Task description — Pick out each line of the rows below that contains the string "mastercard", and copy those lines in full.

Working data —
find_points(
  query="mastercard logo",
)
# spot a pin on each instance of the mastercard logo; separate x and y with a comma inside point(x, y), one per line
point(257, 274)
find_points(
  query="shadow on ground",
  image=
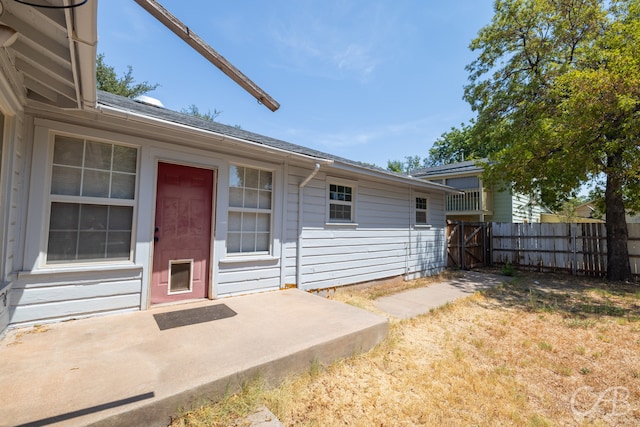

Result —
  query="mastercard logo",
# spot a pin on each instance of the mastercard logo; separate x and y with a comma inside point(x, y), one per line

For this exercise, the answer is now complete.